**Problems**
1. In the Azure ML tutorial, turn the paragraph beginning "Today, we'll learn how to run Python scripts" into a short bulleted list that keeps its main facts.
2. Write the next part of the Azure ML tutorial, picking up after its last line.

**Supplied passage**

Hey! If you haven’t created an Azure Machine Learning resource within the Azure Portal yet, you’ll need to do that to follow along with this. Here’s a quick guide.

Introduction

Today, we’ll learn how to run Python scripts in the cloud on Azure ML. All Azure ML is doing is taking some code we wrote, spinning up a Virtual Machine (VM), installing any dependencies we need, and running the script we asked it to run.

So, naturally, the first step is to write a Python script that works on your local machine. We are going to write a script that:

  • Accepts an optional command line argument --message .
    • The default will be “Hello, world!”.
  • Takes the value of --message and saves it to a file logs/message.txt
    • If the logs/ directory doesn’t exist, it’ll create it.

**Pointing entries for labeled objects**
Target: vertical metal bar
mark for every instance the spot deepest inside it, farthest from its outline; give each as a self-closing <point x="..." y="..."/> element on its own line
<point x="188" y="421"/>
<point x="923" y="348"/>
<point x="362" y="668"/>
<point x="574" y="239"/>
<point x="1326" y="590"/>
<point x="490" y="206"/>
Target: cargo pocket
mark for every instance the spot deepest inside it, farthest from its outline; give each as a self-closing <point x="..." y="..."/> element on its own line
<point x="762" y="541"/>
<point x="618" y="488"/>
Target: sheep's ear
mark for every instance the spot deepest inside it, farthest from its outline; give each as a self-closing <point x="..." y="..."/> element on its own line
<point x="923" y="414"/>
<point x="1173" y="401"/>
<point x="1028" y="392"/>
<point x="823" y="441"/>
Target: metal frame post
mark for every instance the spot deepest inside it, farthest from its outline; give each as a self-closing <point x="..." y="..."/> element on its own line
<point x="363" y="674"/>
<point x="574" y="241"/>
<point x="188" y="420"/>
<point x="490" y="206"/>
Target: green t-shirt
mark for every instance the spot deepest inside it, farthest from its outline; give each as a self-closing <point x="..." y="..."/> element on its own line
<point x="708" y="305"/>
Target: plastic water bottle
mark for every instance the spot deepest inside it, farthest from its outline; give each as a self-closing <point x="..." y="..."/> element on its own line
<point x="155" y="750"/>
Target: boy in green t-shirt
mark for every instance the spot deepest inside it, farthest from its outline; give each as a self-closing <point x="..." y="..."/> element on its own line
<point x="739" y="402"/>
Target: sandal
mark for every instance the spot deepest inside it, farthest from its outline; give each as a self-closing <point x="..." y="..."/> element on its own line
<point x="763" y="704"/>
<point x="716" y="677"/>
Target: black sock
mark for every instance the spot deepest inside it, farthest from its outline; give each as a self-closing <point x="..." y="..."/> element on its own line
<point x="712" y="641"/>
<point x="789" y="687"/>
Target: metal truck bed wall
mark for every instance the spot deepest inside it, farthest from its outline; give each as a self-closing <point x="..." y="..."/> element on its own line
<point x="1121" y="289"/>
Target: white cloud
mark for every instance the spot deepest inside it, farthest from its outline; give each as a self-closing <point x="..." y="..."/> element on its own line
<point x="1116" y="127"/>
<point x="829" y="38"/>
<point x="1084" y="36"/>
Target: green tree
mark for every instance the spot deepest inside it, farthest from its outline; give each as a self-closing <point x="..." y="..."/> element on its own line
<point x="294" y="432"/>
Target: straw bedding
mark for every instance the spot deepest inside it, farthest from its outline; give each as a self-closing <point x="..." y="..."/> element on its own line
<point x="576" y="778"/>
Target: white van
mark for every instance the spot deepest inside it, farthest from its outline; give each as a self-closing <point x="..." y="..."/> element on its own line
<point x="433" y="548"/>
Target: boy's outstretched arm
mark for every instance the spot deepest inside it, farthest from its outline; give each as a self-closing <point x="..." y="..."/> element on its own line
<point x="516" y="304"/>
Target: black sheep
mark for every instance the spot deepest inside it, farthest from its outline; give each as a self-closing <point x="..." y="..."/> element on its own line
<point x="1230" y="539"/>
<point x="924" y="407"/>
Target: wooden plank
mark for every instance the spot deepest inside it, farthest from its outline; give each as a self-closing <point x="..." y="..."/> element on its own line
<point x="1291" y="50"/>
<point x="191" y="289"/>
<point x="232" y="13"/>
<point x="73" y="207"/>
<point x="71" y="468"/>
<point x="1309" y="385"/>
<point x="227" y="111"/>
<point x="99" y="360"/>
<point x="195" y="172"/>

**Outputs in order**
1.
- Goal: run Python scripts in the cloud on Azure ML.
- What Azure ML does:
  - takes the code we wrote
  - spins up a Virtual Machine (VM)
  - installs any dependencies we need
  - runs the script we asked it to run

2.
On your local computer, the name of logs/ directory is meaningless. But, on Azure ML, this is a reserved directory specifically for saving things from your Run. So, don’t change it unless you wanna have a bad time. 😉

Writing a Simple Example

Lets set up a very simple example to understand the basics. First, we make a new directory azureml-examples and prepare some files within. Ignore run_on_azureml.py for now, but create the rest of the files shown below.

azureml-examples
├── config.json        # AzureML Resource config.json file from the portal 
├── requirements.txt   # File that lists Python dependencies
├── run_on_azureml.py  # The file we'll use to execute code on AzureML
└── simple_example     # Directory holding your script + any related files
    └── run.py         # The script we'll run
  • config.json

      {
          "subscription_id": "<YOUR SUBSCRIPTION ID>",
          "resource_group": "<YOUR RESOURCE GROUP>",
          "workspace_name": "<YOUR WORKSPACE NAME>"
      }
    
  • requirements.txt

      azureml-defaults
      mlflow
      azureml-mlflow
      torch
      torchvision
      pytorch-lightning
      cmake
    
  • simple_example/run.py

      import os
      from argparse import ArgumentParser
      from pathlib import Path
    
      from pprint import pprint
    
      if __name__ == '__main__':
          parser = ArgumentParser()
          parser.add_argument('--message', type=str, default='Hello, world!')
          args = parser.parse_args()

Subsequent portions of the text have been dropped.